◆ Selected excerpt ◆
So this is the Defensive strategy of Graham's.  I like it.  Not sure why - I think it's the relation of the defensive strategy to the other 2 strategies.
This strategy allows for the highest price.  The other strategies loosen up the criteria and therefore require a cheaper price.  That idea just has a nice vibe to it.

Mind you, the defensive stocks are the easiest to manage, according to that site, and you can be the most aggresive with them (which makes sense): hence portfolios of only 10 stocks (which helps smaller investors too).

What surprised me a little was that 9 of the 19 were at a value price.  Only that some simply are not liquid enough.  Pity.  But I suppose you could build a portfolio over time.


----------



## systematic (11 December 2012)

systematic said:


> Rules 6 & 7, as you know, are covered by using the Graham price: sqrt. of the product of 22.5,EPS & BV.
> 
> You then have to compare current price to the Graham price anyway, so I did that inthe ratio: current price / graham price (smaller is better).




In other words: think of the PGP *Ratio* like a Price to Book ratio.  a value of 1.00 means "fair value", i.e. the Graham Price.

Examples:
MNY is a Defensive stock, and currently trading at half the Graham Price
WLL is a Defensive stock, and currently trading right on the Graham Price
Expensive IRE is a Defensive stock, and currently trading over 3 times the Graham Price.


----------



## craft (12 December 2012)

Has anybody ever read Graham's postscript in the intelligent investor?


----------



## RandR (12 December 2012)

craft said:


> Has anybody ever read Graham's postscript in the intelligent investor?




Yes. its mostly just about the acquisition of geico. Also reinforces the point of making the right investment decisions with a simple methodology rather then a whole lot of 'average' decisions chasing mediocrity........ or is it ?


----------



## craft (12 December 2012)

RandR said:


> Yes. its mostly just about the acquisition of geico. Also reinforces the point of making the right investment decisions with a simple methodology rather then a whole lot of 'average' decisions chasing mediocrity........ or is it ?





Postscript to The Intelligent Investor


By Benjamin Graham


"We know very well two partners who spent a good part of their lives handling their own and other people's funds in Wall Street. Some hard experience taught them it was better to be safe and careful rather than to try to make all the money in the world. They established a rather unique approach to security operations, which combined good profit possibilities with sound values. They avoided anything that appeared overpriced and were rather too quick to dispose of issues that had advanced to levels they deemed no longer attractive. Their portfolio was always well diversified, with more than a hundred different issues represented. In this way they did quite well through many years of ups and downs in the general market; they averaged about 20% per annum on the several millions of capital they had accepted for management, and their clients were well pleased with the results.

[Pointing dataset excerpts]

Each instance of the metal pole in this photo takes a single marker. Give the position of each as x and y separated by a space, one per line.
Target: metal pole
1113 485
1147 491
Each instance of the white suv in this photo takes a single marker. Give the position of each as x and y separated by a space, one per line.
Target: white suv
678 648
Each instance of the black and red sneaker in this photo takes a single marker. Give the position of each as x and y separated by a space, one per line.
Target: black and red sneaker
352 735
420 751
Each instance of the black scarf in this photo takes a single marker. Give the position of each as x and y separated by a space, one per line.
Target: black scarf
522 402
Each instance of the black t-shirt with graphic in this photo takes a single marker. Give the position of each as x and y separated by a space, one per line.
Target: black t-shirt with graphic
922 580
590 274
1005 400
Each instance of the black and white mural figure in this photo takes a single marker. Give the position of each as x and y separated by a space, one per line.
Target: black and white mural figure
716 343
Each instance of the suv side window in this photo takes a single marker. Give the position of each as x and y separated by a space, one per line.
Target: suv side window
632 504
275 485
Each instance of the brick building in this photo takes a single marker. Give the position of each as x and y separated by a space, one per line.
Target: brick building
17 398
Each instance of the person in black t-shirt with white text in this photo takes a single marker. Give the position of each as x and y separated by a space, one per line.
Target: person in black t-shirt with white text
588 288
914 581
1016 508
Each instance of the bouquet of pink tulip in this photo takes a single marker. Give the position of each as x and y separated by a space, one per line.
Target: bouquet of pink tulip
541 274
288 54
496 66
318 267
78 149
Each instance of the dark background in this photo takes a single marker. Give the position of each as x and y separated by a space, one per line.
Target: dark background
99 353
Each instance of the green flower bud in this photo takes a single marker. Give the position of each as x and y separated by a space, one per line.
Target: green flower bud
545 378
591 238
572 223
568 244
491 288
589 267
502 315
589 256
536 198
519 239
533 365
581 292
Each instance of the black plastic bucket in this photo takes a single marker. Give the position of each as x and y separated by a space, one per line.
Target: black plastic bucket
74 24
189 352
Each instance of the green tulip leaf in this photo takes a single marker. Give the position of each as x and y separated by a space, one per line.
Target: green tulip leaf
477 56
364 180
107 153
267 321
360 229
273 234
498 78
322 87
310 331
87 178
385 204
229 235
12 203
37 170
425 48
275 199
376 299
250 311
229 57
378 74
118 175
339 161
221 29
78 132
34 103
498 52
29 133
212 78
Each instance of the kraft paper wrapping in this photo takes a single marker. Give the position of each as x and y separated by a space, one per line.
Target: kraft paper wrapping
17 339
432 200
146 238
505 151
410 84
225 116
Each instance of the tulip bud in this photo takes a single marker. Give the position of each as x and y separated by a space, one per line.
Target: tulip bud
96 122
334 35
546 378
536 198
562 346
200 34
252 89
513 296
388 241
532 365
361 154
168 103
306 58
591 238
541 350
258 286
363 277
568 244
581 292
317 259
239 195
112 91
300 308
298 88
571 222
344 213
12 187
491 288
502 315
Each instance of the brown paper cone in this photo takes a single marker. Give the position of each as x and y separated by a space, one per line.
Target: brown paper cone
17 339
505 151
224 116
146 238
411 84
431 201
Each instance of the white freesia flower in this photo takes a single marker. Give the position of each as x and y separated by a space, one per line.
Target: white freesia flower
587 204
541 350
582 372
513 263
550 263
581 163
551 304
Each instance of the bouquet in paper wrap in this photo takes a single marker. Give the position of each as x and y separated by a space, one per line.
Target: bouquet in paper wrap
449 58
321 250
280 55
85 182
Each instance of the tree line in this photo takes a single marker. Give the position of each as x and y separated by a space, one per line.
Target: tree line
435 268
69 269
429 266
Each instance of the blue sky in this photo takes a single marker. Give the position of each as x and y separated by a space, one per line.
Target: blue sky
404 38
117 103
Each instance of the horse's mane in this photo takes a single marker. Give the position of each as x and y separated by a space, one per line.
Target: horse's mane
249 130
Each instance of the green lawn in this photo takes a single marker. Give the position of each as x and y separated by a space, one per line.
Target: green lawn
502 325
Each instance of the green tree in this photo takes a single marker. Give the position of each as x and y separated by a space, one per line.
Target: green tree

◆ Exercises to complete ◆
• a. In the forum thread about Graham's stock strategies, what does a PGP Ratio value of 1.00 mean?
• b. Convert the records, starting at the line that contains "Each instance of the tulip" and ending at the last line of the records, into a JSON list of strings with one string per line and blank lines left out.

◆ Responses for each task ◆
• a. It means "fair value," that is, the Graham Price.

• b.
[
  "Each instance of the tulip bud in this photo takes a single marker. Give the position of each as x and y separated by a space, one per line.",
  "Target: tulip bud",
  "96 122",
  "334 35",
  "546 378",
  "536 198",
  "562 346",
  "200 34",
  "252 89",
  "513 296",
  "388 241",
  "532 365",
  "361 154",
  "168 103",
  "306 58",
  "591 238",
  "541 350",
  "258 286",
  "363 277",
  "568 244",
  "581 292",
  "317 259",
  "239 195",
  "112 91",
  "300 308",
  "298 88",
  "571 222",
  "344 213",
  "12 187",
  "491 288",
  "502 315",
  "Each instance of the brown paper cone in this photo takes a single marker. Give the position of each as x and y separated by a space, one per line.",
  "Target: brown paper cone",
  "17 339",
  "505 151",
  "224 116",
  "146 238",
  "411 84",
  "431 201",
  "Each instance of the white freesia flower in this photo takes a single marker. Give the position of each as x and y separated by a space, one per line.",
  "Target: white freesia flower",
  "587 204",
  "541 350",
  "582 372",
  "513 263",
  "550 263",
  "581 163",
  "551 304",
  "Each instance of the bouquet in paper wrap in this photo takes a single marker. Give the position of each as x and y separated by a space, one per line.",
  "Target: bouquet in paper wrap",
  "449 58",
  "321 250",
  "280 55",
  "85 182",
  "Each instance of the tree line in this photo takes a single marker. Give the position of each as x and y separated by a space, one per line.",
  "Target: tree line",
  "435 268",
  "69 269",
  "429 266",
  "Each instance of the blue sky in this photo takes a single marker. Give the position of each as x and y separated by a space, one per line.",
  "Target: blue sky",
  "404 38",
  "117 103",
  "Each instance of the horse's mane in this photo takes a single marker. Give the position of each as x and y separated by a space, one per line.",
  "Target: horse's mane",
  "249 130",
  "Each instance of the green lawn in this photo takes a single marker. Give the position of each as x and y separated by a space, one per line.",
  "Target: green lawn",
  "502 325",
  "Each instance of the green tree in this photo takes a single marker. Give the position of each as x and y separated by a space, one per line.",
  "Target: green tree"
]